-------- Dataset extract

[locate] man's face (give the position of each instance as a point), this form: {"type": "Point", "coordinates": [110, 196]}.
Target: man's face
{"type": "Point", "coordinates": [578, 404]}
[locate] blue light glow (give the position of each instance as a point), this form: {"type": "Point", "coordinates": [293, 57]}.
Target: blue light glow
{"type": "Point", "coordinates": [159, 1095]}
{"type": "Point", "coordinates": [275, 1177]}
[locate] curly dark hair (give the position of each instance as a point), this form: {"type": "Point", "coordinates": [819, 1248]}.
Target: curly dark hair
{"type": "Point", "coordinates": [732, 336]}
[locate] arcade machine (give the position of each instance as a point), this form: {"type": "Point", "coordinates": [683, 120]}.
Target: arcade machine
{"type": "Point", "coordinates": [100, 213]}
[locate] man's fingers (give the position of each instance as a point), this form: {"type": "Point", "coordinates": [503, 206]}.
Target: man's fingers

----------------
-------- Dataset extract

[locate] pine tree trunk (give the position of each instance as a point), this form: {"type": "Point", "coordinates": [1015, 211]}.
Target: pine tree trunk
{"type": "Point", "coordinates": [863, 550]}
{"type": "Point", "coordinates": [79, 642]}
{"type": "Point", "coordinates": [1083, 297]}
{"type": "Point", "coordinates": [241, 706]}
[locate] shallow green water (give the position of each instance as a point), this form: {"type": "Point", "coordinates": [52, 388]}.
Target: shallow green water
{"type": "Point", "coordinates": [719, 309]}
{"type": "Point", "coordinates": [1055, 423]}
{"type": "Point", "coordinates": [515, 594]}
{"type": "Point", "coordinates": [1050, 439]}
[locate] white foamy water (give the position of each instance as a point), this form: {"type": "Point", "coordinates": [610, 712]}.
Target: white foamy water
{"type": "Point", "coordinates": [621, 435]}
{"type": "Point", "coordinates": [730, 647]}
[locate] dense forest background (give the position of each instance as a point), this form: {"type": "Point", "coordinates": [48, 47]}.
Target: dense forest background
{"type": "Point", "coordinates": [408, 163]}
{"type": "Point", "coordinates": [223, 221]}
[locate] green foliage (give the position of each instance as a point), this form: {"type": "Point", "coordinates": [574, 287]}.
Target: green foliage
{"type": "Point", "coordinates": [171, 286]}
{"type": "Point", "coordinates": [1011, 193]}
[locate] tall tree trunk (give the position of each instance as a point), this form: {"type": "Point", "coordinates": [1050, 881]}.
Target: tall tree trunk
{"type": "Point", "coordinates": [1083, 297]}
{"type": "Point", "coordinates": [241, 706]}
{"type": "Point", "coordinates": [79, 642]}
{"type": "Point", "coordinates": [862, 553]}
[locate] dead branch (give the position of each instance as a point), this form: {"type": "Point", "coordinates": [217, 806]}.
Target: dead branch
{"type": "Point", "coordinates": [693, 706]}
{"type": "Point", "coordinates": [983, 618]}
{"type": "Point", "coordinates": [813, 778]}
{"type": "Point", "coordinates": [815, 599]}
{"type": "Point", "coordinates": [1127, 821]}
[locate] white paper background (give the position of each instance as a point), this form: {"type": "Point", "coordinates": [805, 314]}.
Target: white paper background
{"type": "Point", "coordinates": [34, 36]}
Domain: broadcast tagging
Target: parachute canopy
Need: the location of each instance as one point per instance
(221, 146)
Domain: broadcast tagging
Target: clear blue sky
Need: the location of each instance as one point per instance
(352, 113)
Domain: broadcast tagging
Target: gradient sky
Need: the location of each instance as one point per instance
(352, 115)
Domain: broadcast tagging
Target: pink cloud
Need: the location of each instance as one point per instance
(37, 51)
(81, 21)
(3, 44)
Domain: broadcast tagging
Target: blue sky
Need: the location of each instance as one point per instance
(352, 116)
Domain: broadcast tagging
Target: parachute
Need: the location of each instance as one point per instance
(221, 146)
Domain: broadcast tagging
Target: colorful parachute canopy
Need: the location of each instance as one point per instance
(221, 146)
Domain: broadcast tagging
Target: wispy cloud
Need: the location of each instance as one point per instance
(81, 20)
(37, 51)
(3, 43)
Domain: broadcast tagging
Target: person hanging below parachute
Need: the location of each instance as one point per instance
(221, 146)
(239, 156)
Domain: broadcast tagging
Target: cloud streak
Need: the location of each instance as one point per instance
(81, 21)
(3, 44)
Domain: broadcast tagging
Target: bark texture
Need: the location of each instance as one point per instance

----------------
-------- Dataset extract

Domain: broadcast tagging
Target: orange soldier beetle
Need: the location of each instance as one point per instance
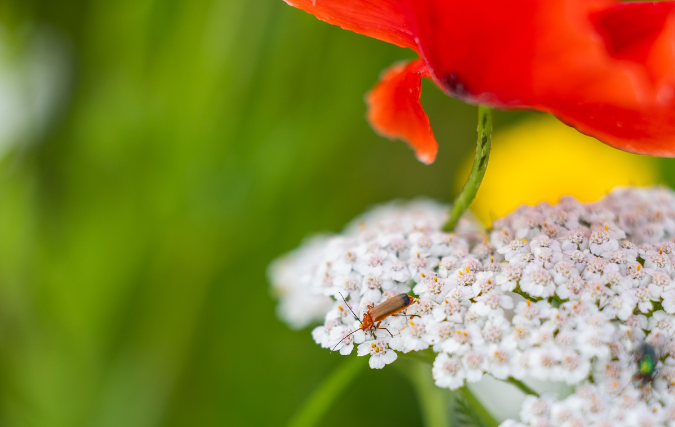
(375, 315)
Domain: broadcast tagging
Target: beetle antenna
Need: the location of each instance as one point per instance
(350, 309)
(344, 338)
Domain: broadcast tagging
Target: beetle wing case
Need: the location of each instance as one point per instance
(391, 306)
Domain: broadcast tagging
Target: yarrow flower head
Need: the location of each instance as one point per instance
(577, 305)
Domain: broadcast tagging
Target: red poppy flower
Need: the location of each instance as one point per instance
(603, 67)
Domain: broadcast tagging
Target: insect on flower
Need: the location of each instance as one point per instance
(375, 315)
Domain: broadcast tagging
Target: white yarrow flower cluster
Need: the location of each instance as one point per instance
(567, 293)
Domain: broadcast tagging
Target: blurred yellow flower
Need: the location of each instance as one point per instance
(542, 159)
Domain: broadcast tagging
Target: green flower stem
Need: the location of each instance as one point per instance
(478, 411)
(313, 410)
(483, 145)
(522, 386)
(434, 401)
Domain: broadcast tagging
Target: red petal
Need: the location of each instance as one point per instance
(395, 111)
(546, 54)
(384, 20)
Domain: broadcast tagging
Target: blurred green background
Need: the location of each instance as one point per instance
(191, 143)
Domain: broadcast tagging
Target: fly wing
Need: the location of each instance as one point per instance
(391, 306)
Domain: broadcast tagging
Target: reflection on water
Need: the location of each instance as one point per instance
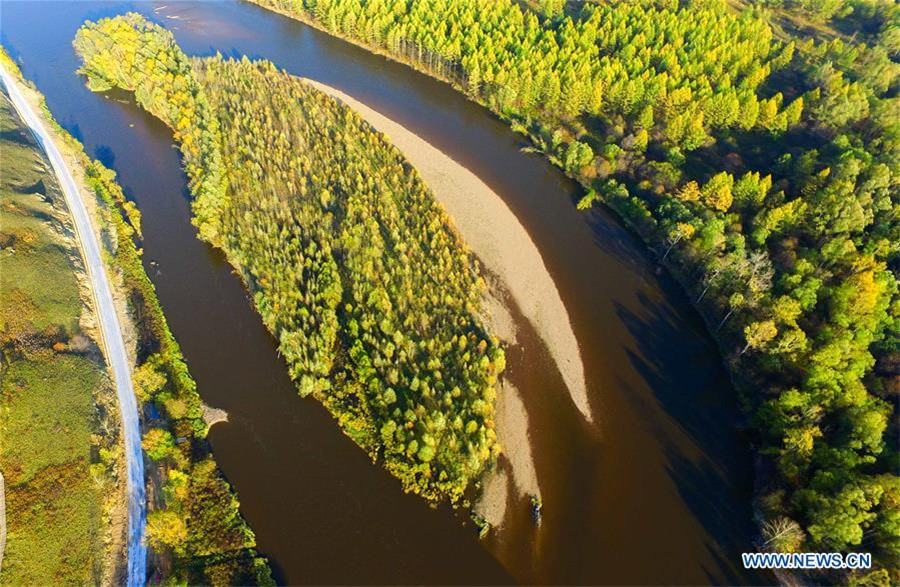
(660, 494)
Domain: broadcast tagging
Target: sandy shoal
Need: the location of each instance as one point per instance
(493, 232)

----------------

## Exercise description
Please gather every line from the three blocks above that contains the word "flower", and copy each one in full.

## Response to this exercise
Target: yarrow flower head
Target: red poppy flower
Target: insect on flower
Target: white yarrow flower cluster
Target: blurred yellow flower
Target: green flower stem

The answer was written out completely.